Written request a –
Can you copy word for word the part of the passage on EU milk production starting at "That EU milk" and ending at "in other years."?

Excerpt provided –
■ ■ ■ ■ ■

The plight of milk producers supplying the dairy cooperative Arla in Denmark and Sweden was the lead article in my Danish newspaper yesterday morning. Interviews with a number of farmers supplying Arla highlighted their loss-making situation at current milk prices. The journalist writing the story highlighted that a number of factors were responsible for the current low milk prices: the Russian import ban on EU dairy products, lower import demand in China but also increased production in the EU which he attributed to the removal of milk quotas in April of this year.
That EU milk production has increased is clear, as shown in the figure below. Production has increased from 135.2 mt in 2008 to a forecast 149.4 mt in 2015 and an estimated 150.8 mt in 2016. More recent data from the Milk Market Observatory (MMO) Dashboard for 23 December 2015 even suggests that the expected increase in 2015 will be significantly higher at 1.8% rather than the 1.1% shown in the December 2015 short-term outlook. The pace of increase has been uneven. Production grew by 2% or more annually in 2010 and 2011, and by a bumper 4.7% in 2014, with relatively modest increases in other years.

This increase in production was associated with a gradual loosening of milk quotas. Following the Commission Communication on the Health Check and in anticipation of the final Health Check decisions, there was strong pressure in the Agriculture Council to increase production possibilities. As a result quotas were increased by 2% in April 2008. To ensure a ‘soft landing’ and to gradually erode the value of quotas to close to zero by 1 April 2015 when quotas were due to expire, quotas were increased by 1% each year from 2009/10 until 2013/14, with an additional measure (fat correction reduction) which further increased production potential.

■ ■ ■ ■ ■

Data for this task –

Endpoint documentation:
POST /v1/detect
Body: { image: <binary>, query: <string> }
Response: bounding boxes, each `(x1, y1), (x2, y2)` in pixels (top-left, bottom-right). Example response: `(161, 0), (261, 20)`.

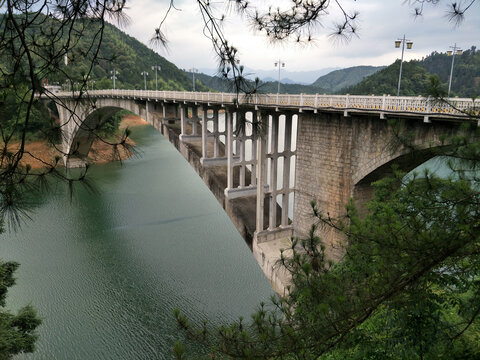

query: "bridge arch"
(57, 97), (164, 167)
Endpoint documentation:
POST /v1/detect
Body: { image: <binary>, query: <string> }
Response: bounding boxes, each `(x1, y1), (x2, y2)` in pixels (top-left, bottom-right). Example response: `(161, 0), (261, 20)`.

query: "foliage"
(50, 23), (208, 91)
(311, 66), (385, 93)
(344, 46), (480, 98)
(0, 262), (41, 359)
(344, 60), (430, 96)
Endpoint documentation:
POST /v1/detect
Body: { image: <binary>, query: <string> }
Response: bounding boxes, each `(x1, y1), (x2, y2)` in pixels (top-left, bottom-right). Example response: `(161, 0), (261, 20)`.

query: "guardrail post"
(380, 94), (385, 119)
(423, 95), (432, 123)
(343, 94), (350, 116)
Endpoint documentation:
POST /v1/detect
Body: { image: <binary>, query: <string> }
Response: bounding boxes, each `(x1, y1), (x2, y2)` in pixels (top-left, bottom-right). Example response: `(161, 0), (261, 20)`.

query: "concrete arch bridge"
(50, 90), (480, 293)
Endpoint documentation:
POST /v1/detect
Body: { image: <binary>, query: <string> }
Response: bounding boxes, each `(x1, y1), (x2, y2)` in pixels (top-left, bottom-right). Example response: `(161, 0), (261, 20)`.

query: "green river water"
(0, 126), (272, 360)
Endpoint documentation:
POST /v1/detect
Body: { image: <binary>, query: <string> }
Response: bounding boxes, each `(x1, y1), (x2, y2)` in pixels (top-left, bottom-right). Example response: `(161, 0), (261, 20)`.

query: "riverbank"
(9, 115), (147, 169)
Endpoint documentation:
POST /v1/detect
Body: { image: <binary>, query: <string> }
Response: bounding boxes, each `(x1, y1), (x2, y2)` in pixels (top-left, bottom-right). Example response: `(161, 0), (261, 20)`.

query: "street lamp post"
(140, 71), (148, 90)
(152, 65), (162, 90)
(395, 35), (413, 96)
(189, 67), (198, 91)
(447, 43), (462, 97)
(275, 59), (285, 94)
(110, 69), (119, 90)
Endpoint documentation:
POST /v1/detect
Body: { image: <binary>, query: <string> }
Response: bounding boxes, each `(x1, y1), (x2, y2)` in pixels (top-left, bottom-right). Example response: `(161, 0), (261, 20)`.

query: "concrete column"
(181, 106), (187, 140)
(225, 109), (233, 189)
(251, 111), (259, 186)
(255, 112), (267, 234)
(192, 106), (198, 135)
(213, 109), (220, 158)
(281, 114), (293, 226)
(237, 112), (246, 187)
(268, 113), (278, 230)
(145, 100), (149, 126)
(202, 106), (208, 159)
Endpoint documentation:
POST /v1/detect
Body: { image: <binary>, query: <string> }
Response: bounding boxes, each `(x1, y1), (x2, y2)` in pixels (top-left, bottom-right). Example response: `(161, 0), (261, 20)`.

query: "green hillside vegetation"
(311, 66), (385, 93)
(343, 46), (480, 98)
(343, 60), (430, 96)
(49, 20), (209, 91)
(421, 46), (480, 97)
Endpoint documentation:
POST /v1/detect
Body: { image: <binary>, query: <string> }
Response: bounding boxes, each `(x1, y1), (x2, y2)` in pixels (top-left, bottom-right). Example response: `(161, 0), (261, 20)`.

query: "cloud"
(124, 0), (480, 71)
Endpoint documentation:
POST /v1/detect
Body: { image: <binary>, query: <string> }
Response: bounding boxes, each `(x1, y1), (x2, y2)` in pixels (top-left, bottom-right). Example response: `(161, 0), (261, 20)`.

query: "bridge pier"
(53, 90), (478, 293)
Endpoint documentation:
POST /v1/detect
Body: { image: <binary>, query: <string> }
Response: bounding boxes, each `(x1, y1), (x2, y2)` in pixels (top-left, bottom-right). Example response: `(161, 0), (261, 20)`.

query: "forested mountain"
(311, 66), (385, 93)
(49, 19), (208, 91)
(344, 46), (480, 98)
(343, 60), (430, 96)
(188, 73), (325, 94)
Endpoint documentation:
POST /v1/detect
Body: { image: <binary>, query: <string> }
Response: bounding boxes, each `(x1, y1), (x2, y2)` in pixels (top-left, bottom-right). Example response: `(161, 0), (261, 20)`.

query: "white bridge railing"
(55, 90), (480, 117)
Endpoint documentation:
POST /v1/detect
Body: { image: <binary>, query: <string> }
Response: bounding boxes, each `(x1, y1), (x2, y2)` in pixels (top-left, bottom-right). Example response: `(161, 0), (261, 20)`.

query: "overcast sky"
(118, 0), (480, 71)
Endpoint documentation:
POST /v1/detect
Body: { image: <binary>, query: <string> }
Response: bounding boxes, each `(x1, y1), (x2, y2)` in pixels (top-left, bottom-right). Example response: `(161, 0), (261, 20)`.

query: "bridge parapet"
(56, 90), (480, 122)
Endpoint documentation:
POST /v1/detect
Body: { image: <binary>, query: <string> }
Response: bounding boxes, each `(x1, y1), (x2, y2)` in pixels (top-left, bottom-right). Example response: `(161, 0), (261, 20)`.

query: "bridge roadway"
(49, 90), (480, 293)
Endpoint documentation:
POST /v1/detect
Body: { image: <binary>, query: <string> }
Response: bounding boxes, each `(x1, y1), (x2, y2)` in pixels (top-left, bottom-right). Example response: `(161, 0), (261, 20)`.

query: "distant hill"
(345, 46), (480, 98)
(344, 60), (430, 96)
(312, 66), (385, 93)
(188, 73), (326, 94)
(49, 19), (208, 91)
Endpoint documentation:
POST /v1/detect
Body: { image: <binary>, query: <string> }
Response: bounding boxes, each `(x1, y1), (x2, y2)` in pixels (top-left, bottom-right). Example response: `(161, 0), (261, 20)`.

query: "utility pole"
(152, 65), (162, 90)
(447, 43), (462, 97)
(110, 69), (119, 90)
(275, 59), (285, 94)
(189, 67), (198, 91)
(395, 34), (413, 96)
(140, 71), (148, 90)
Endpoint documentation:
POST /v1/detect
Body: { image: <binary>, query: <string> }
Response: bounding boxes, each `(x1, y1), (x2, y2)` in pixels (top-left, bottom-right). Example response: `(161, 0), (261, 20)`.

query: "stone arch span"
(57, 98), (162, 167)
(294, 113), (463, 250)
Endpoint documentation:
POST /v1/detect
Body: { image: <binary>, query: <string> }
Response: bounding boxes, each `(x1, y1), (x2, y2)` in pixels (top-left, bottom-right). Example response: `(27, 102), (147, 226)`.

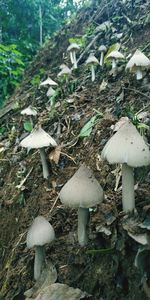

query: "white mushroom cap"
(46, 86), (56, 97)
(98, 45), (107, 52)
(21, 105), (37, 116)
(126, 49), (150, 71)
(40, 77), (58, 86)
(59, 165), (103, 208)
(20, 126), (57, 149)
(107, 50), (124, 59)
(85, 54), (99, 65)
(102, 121), (150, 167)
(27, 216), (55, 248)
(67, 43), (80, 52)
(57, 64), (71, 77)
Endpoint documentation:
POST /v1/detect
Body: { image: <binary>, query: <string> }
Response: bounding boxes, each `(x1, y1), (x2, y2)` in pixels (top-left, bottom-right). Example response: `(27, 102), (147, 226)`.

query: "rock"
(26, 283), (90, 300)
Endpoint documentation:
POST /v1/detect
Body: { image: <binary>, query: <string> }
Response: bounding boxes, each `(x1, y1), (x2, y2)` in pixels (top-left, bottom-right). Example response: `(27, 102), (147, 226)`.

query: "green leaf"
(79, 115), (97, 138)
(23, 121), (33, 132)
(104, 43), (121, 63)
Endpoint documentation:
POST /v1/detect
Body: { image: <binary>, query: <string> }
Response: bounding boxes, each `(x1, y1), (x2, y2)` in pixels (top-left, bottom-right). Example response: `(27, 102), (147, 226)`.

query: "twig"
(49, 196), (59, 214)
(16, 167), (33, 189)
(123, 87), (150, 101)
(60, 152), (77, 165)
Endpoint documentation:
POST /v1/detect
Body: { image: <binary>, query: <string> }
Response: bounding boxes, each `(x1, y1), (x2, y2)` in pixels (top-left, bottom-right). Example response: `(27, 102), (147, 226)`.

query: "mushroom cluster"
(14, 34), (150, 298)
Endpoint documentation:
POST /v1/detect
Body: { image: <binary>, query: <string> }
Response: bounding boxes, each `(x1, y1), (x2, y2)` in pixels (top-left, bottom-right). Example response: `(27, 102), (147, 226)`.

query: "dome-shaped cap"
(107, 50), (124, 59)
(21, 105), (37, 116)
(98, 45), (107, 52)
(59, 165), (103, 208)
(27, 216), (55, 248)
(102, 121), (150, 167)
(67, 43), (80, 52)
(46, 86), (56, 97)
(86, 54), (99, 65)
(40, 77), (58, 86)
(20, 126), (57, 149)
(126, 49), (150, 71)
(57, 64), (71, 77)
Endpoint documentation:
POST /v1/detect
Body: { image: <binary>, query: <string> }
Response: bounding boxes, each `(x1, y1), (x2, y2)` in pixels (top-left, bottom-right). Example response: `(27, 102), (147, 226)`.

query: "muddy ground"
(0, 1), (150, 300)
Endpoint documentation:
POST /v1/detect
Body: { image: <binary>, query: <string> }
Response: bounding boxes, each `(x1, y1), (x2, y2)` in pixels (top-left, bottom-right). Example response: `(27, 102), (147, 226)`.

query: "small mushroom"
(21, 105), (37, 116)
(126, 49), (150, 80)
(86, 53), (99, 82)
(21, 105), (37, 124)
(57, 64), (71, 81)
(40, 77), (58, 86)
(46, 86), (56, 97)
(27, 216), (55, 280)
(102, 121), (150, 212)
(59, 165), (104, 246)
(67, 43), (80, 69)
(20, 126), (57, 179)
(106, 50), (124, 69)
(98, 45), (107, 67)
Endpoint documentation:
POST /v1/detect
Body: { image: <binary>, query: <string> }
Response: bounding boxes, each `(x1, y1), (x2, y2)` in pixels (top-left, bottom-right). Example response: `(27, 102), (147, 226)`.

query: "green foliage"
(31, 68), (45, 86)
(0, 44), (24, 106)
(84, 24), (96, 37)
(69, 36), (86, 48)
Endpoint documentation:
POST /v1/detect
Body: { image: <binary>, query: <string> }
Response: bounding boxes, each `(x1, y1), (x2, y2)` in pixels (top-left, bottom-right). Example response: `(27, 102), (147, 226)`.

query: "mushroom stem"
(73, 51), (77, 69)
(122, 163), (135, 213)
(112, 58), (117, 69)
(39, 148), (50, 179)
(34, 246), (45, 280)
(70, 51), (74, 64)
(78, 207), (90, 247)
(91, 65), (95, 81)
(136, 67), (143, 80)
(99, 51), (104, 67)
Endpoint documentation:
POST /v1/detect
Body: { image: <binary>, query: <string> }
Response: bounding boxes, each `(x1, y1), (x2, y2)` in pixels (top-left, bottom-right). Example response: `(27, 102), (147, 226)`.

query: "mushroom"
(59, 165), (104, 246)
(40, 77), (58, 86)
(27, 216), (55, 280)
(20, 126), (57, 179)
(46, 86), (56, 97)
(67, 43), (80, 69)
(86, 53), (99, 81)
(126, 49), (150, 80)
(21, 105), (37, 124)
(57, 64), (71, 81)
(106, 50), (124, 69)
(102, 121), (150, 212)
(21, 105), (37, 116)
(98, 45), (107, 67)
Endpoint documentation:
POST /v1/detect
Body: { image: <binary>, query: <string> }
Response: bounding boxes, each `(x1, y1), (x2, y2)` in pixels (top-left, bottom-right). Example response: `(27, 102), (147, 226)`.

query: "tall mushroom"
(98, 45), (107, 67)
(106, 50), (124, 69)
(102, 121), (150, 212)
(126, 49), (150, 80)
(59, 165), (104, 246)
(40, 77), (58, 87)
(85, 53), (99, 82)
(57, 64), (71, 82)
(67, 43), (80, 69)
(20, 126), (57, 179)
(27, 216), (55, 280)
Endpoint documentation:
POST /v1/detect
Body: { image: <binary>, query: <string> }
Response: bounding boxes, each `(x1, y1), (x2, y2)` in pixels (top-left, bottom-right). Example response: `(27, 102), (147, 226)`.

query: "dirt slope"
(0, 1), (150, 300)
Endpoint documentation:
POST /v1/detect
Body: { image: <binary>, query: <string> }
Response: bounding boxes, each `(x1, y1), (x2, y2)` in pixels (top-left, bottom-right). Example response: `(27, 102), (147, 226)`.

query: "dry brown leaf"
(49, 146), (61, 165)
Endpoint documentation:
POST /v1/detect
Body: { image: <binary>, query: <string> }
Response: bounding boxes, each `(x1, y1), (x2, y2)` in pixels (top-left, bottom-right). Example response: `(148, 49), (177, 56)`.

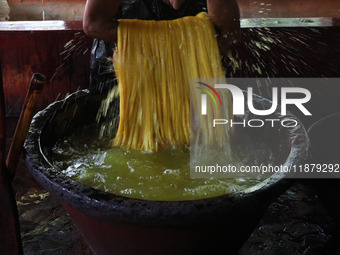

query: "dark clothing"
(90, 0), (207, 91)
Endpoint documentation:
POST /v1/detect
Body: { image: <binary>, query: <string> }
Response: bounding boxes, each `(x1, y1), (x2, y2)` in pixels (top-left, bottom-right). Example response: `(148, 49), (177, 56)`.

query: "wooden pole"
(0, 60), (23, 255)
(6, 73), (46, 178)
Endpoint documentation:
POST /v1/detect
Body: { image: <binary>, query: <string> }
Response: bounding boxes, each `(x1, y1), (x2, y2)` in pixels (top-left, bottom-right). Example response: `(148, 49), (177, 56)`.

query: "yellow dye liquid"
(53, 127), (272, 201)
(54, 13), (270, 201)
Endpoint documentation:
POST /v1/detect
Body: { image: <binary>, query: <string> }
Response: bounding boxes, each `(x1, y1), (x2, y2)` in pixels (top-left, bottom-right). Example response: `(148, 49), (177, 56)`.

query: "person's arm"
(207, 0), (240, 56)
(83, 0), (120, 42)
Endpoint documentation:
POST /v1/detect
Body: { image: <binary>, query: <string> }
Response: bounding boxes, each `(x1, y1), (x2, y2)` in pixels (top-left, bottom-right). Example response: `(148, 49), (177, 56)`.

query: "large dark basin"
(25, 91), (308, 255)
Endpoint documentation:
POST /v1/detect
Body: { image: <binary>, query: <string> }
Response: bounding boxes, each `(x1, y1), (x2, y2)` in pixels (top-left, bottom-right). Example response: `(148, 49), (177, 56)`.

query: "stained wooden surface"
(0, 22), (92, 116)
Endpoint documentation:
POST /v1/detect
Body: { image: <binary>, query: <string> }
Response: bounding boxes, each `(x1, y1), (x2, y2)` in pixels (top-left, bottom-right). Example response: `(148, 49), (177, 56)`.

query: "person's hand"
(83, 0), (120, 42)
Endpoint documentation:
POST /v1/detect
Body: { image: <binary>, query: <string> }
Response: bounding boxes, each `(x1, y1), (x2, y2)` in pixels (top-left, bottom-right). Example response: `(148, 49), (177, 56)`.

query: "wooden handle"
(6, 73), (46, 177)
(0, 60), (23, 255)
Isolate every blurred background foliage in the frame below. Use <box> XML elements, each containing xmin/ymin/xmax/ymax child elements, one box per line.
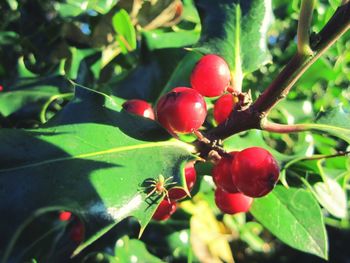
<box><xmin>0</xmin><ymin>0</ymin><xmax>350</xmax><ymax>262</ymax></box>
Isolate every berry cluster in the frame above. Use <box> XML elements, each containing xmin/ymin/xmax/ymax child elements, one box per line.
<box><xmin>212</xmin><ymin>147</ymin><xmax>279</xmax><ymax>214</ymax></box>
<box><xmin>156</xmin><ymin>55</ymin><xmax>237</xmax><ymax>134</ymax></box>
<box><xmin>123</xmin><ymin>54</ymin><xmax>279</xmax><ymax>220</ymax></box>
<box><xmin>123</xmin><ymin>54</ymin><xmax>238</xmax><ymax>134</ymax></box>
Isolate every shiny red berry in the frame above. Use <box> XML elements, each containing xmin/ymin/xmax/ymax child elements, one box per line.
<box><xmin>152</xmin><ymin>198</ymin><xmax>176</xmax><ymax>221</ymax></box>
<box><xmin>156</xmin><ymin>87</ymin><xmax>207</xmax><ymax>133</ymax></box>
<box><xmin>58</xmin><ymin>211</ymin><xmax>72</xmax><ymax>221</ymax></box>
<box><xmin>123</xmin><ymin>99</ymin><xmax>155</xmax><ymax>120</ymax></box>
<box><xmin>215</xmin><ymin>187</ymin><xmax>253</xmax><ymax>215</ymax></box>
<box><xmin>168</xmin><ymin>162</ymin><xmax>197</xmax><ymax>200</ymax></box>
<box><xmin>191</xmin><ymin>54</ymin><xmax>230</xmax><ymax>97</ymax></box>
<box><xmin>212</xmin><ymin>152</ymin><xmax>238</xmax><ymax>193</ymax></box>
<box><xmin>214</xmin><ymin>94</ymin><xmax>238</xmax><ymax>124</ymax></box>
<box><xmin>69</xmin><ymin>220</ymin><xmax>85</xmax><ymax>243</ymax></box>
<box><xmin>231</xmin><ymin>147</ymin><xmax>279</xmax><ymax>197</ymax></box>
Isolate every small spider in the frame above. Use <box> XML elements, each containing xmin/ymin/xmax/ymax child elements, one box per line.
<box><xmin>144</xmin><ymin>174</ymin><xmax>176</xmax><ymax>200</ymax></box>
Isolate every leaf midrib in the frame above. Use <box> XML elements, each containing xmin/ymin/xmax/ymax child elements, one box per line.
<box><xmin>0</xmin><ymin>141</ymin><xmax>190</xmax><ymax>173</ymax></box>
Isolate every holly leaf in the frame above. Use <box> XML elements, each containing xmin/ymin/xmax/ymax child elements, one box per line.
<box><xmin>250</xmin><ymin>186</ymin><xmax>328</xmax><ymax>259</ymax></box>
<box><xmin>302</xmin><ymin>105</ymin><xmax>350</xmax><ymax>143</ymax></box>
<box><xmin>0</xmin><ymin>87</ymin><xmax>194</xmax><ymax>261</ymax></box>
<box><xmin>112</xmin><ymin>9</ymin><xmax>136</xmax><ymax>54</ymax></box>
<box><xmin>195</xmin><ymin>0</ymin><xmax>273</xmax><ymax>75</ymax></box>
<box><xmin>313</xmin><ymin>177</ymin><xmax>347</xmax><ymax>221</ymax></box>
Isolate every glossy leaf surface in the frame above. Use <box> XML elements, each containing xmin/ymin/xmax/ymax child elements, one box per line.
<box><xmin>0</xmin><ymin>87</ymin><xmax>193</xmax><ymax>260</ymax></box>
<box><xmin>250</xmin><ymin>186</ymin><xmax>328</xmax><ymax>259</ymax></box>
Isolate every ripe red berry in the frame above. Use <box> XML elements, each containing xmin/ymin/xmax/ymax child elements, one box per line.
<box><xmin>212</xmin><ymin>152</ymin><xmax>238</xmax><ymax>193</ymax></box>
<box><xmin>156</xmin><ymin>87</ymin><xmax>207</xmax><ymax>133</ymax></box>
<box><xmin>152</xmin><ymin>198</ymin><xmax>176</xmax><ymax>221</ymax></box>
<box><xmin>58</xmin><ymin>211</ymin><xmax>72</xmax><ymax>221</ymax></box>
<box><xmin>231</xmin><ymin>147</ymin><xmax>279</xmax><ymax>197</ymax></box>
<box><xmin>69</xmin><ymin>220</ymin><xmax>85</xmax><ymax>243</ymax></box>
<box><xmin>123</xmin><ymin>99</ymin><xmax>155</xmax><ymax>120</ymax></box>
<box><xmin>214</xmin><ymin>94</ymin><xmax>238</xmax><ymax>124</ymax></box>
<box><xmin>191</xmin><ymin>54</ymin><xmax>230</xmax><ymax>97</ymax></box>
<box><xmin>168</xmin><ymin>162</ymin><xmax>197</xmax><ymax>200</ymax></box>
<box><xmin>215</xmin><ymin>187</ymin><xmax>253</xmax><ymax>215</ymax></box>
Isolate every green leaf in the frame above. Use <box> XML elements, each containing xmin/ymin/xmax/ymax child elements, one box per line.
<box><xmin>302</xmin><ymin>105</ymin><xmax>350</xmax><ymax>143</ymax></box>
<box><xmin>159</xmin><ymin>52</ymin><xmax>202</xmax><ymax>97</ymax></box>
<box><xmin>313</xmin><ymin>177</ymin><xmax>347</xmax><ymax>221</ymax></box>
<box><xmin>142</xmin><ymin>30</ymin><xmax>199</xmax><ymax>50</ymax></box>
<box><xmin>55</xmin><ymin>0</ymin><xmax>117</xmax><ymax>17</ymax></box>
<box><xmin>0</xmin><ymin>87</ymin><xmax>194</xmax><ymax>262</ymax></box>
<box><xmin>115</xmin><ymin>236</ymin><xmax>164</xmax><ymax>263</ymax></box>
<box><xmin>0</xmin><ymin>86</ymin><xmax>60</xmax><ymax>117</ymax></box>
<box><xmin>250</xmin><ymin>186</ymin><xmax>328</xmax><ymax>259</ymax></box>
<box><xmin>196</xmin><ymin>0</ymin><xmax>272</xmax><ymax>75</ymax></box>
<box><xmin>0</xmin><ymin>31</ymin><xmax>19</xmax><ymax>45</ymax></box>
<box><xmin>112</xmin><ymin>9</ymin><xmax>136</xmax><ymax>54</ymax></box>
<box><xmin>107</xmin><ymin>48</ymin><xmax>190</xmax><ymax>102</ymax></box>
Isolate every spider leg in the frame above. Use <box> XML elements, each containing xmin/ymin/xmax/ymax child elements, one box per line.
<box><xmin>164</xmin><ymin>176</ymin><xmax>174</xmax><ymax>183</ymax></box>
<box><xmin>144</xmin><ymin>178</ymin><xmax>156</xmax><ymax>183</ymax></box>
<box><xmin>164</xmin><ymin>189</ymin><xmax>170</xmax><ymax>203</ymax></box>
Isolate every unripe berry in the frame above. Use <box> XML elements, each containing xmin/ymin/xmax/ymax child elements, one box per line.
<box><xmin>231</xmin><ymin>147</ymin><xmax>279</xmax><ymax>197</ymax></box>
<box><xmin>191</xmin><ymin>54</ymin><xmax>230</xmax><ymax>97</ymax></box>
<box><xmin>215</xmin><ymin>187</ymin><xmax>253</xmax><ymax>215</ymax></box>
<box><xmin>152</xmin><ymin>198</ymin><xmax>176</xmax><ymax>221</ymax></box>
<box><xmin>156</xmin><ymin>87</ymin><xmax>207</xmax><ymax>133</ymax></box>
<box><xmin>123</xmin><ymin>99</ymin><xmax>154</xmax><ymax>120</ymax></box>
<box><xmin>168</xmin><ymin>162</ymin><xmax>197</xmax><ymax>200</ymax></box>
<box><xmin>212</xmin><ymin>152</ymin><xmax>238</xmax><ymax>193</ymax></box>
<box><xmin>214</xmin><ymin>94</ymin><xmax>238</xmax><ymax>124</ymax></box>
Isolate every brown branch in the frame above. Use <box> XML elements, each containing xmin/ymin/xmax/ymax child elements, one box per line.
<box><xmin>194</xmin><ymin>1</ymin><xmax>350</xmax><ymax>158</ymax></box>
<box><xmin>252</xmin><ymin>3</ymin><xmax>350</xmax><ymax>115</ymax></box>
<box><xmin>260</xmin><ymin>120</ymin><xmax>312</xmax><ymax>133</ymax></box>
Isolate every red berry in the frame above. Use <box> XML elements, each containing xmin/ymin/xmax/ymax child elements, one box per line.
<box><xmin>212</xmin><ymin>152</ymin><xmax>238</xmax><ymax>193</ymax></box>
<box><xmin>231</xmin><ymin>147</ymin><xmax>279</xmax><ymax>197</ymax></box>
<box><xmin>152</xmin><ymin>198</ymin><xmax>176</xmax><ymax>221</ymax></box>
<box><xmin>123</xmin><ymin>99</ymin><xmax>155</xmax><ymax>120</ymax></box>
<box><xmin>69</xmin><ymin>221</ymin><xmax>85</xmax><ymax>243</ymax></box>
<box><xmin>58</xmin><ymin>211</ymin><xmax>72</xmax><ymax>221</ymax></box>
<box><xmin>214</xmin><ymin>94</ymin><xmax>238</xmax><ymax>124</ymax></box>
<box><xmin>156</xmin><ymin>87</ymin><xmax>207</xmax><ymax>133</ymax></box>
<box><xmin>191</xmin><ymin>54</ymin><xmax>230</xmax><ymax>97</ymax></box>
<box><xmin>168</xmin><ymin>162</ymin><xmax>197</xmax><ymax>200</ymax></box>
<box><xmin>215</xmin><ymin>187</ymin><xmax>253</xmax><ymax>215</ymax></box>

■ ■ ■ ■ ■

Written request b –
Could you rewrite the records starting at their first line and ending at the line containing "(0, 126), (272, 360)", both included, with "Endpoint documentation" changed to "API reference" and nothing else altered? Give only those lines, and leave out the picture.

Full response a –
That EU milk production has increased is clear, as shown in the figure below. Production has increased from 135.2 mt in 2008 to a forecast 149.4 mt in 2015 and an estimated 150.8 mt in 2016. More recent data from the Milk Market Observatory (MMO) Dashboard for 23 December 2015 even suggests that the expected increase in 2015 will be significantly higher at 1.8% rather than the 1.1% shown in the December 2015 short-term outlook. The pace of increase has been uneven. Production grew by 2% or more annually in 2010 and 2011, and by a bumper 4.7% in 2014, with relatively modest increases in other years.

Full response b –
API reference:
POST /v1/detect
Body: { image: <binary>, query: <string> }
Response: bounding boxes, each `(x1, y1), (x2, y2)` in pixels (top-left, bottom-right). Example response: `(161, 0), (261, 20)`.


query: "bridge arch"
(57, 97), (164, 167)
API reference:
POST /v1/detect
Body: { image: <binary>, query: <string> }
Response: bounding boxes, each `(x1, y1), (x2, y2)` in pixels (top-left, bottom-right). Example response: `(161, 0), (261, 20)`.

query: "foliage"
(50, 23), (208, 91)
(311, 66), (385, 93)
(344, 46), (480, 98)
(0, 262), (41, 359)
(344, 60), (430, 96)
API reference:
POST /v1/detect
Body: { image: <binary>, query: <string> }
Response: bounding boxes, each `(x1, y1), (x2, y2)` in pixels (top-left, bottom-right). Example response: `(161, 0), (261, 20)`.

query: "guardrail post"
(380, 94), (385, 119)
(423, 95), (432, 123)
(343, 94), (350, 116)
API reference:
POST /v1/detect
Body: { image: <binary>, query: <string> }
Response: bounding boxes, each `(x1, y1), (x2, y2)` in pixels (top-left, bottom-right). Example response: `(161, 0), (261, 20)`.

query: "concrete arch bridge"
(50, 90), (480, 293)
API reference:
POST /v1/detect
Body: { image: <binary>, query: <string> }
Response: bounding boxes, each `(x1, y1), (x2, y2)` in pixels (top-left, bottom-right). Example response: `(161, 0), (261, 20)`.

query: "green river water"
(0, 126), (272, 360)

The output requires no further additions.